Records shown:
════

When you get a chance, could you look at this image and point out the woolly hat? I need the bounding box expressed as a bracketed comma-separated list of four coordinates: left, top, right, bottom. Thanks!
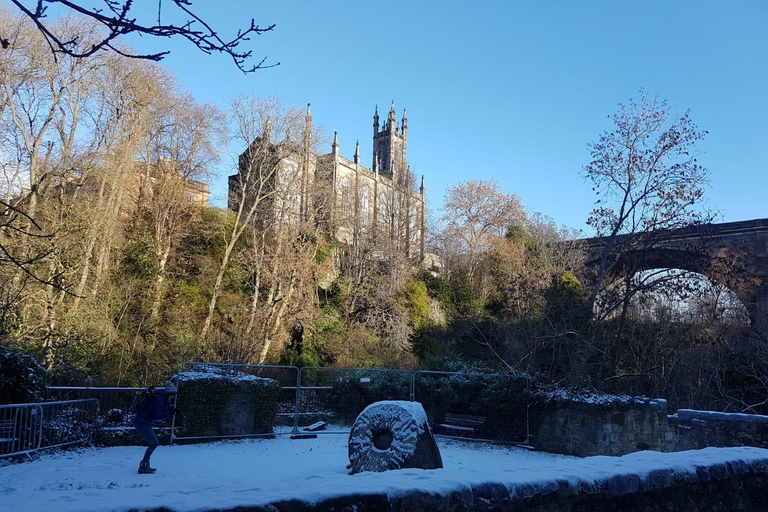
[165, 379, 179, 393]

════

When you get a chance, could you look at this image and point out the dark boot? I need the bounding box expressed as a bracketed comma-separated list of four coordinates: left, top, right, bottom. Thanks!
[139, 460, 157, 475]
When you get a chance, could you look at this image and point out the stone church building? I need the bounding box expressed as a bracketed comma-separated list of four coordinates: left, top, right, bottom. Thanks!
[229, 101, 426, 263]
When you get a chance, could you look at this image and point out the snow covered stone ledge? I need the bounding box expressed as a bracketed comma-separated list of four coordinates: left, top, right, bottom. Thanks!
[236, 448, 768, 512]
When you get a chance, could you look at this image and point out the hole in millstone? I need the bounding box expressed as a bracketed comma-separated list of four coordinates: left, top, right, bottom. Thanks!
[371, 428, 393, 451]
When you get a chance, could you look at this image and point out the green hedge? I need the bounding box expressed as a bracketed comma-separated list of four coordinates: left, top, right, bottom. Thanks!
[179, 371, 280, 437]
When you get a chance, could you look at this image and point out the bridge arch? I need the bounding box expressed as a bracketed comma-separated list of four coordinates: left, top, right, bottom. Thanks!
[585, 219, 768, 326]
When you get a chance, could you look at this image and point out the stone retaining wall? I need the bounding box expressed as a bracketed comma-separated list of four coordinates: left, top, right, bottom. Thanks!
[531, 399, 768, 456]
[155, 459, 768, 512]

════

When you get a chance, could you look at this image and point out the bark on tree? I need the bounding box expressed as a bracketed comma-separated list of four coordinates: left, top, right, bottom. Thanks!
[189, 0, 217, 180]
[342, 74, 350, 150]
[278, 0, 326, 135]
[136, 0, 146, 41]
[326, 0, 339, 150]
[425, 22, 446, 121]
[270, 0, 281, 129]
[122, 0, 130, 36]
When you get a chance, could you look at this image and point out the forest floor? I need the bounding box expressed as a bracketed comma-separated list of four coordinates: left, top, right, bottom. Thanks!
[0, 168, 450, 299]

════

What is asked:
Starting at the line that contains "out the forest" and ending after the line that contains "[0, 168, 450, 299]", set out those lines as a numbered list and omit any blank lines.

Worked solution:
1. When you get a chance, could you look at this image and point out the forest floor? I need the bounding box expressed as a bracketed comma-separated list of four coordinates: left, top, right, bottom. Thanks!
2. [0, 168, 450, 299]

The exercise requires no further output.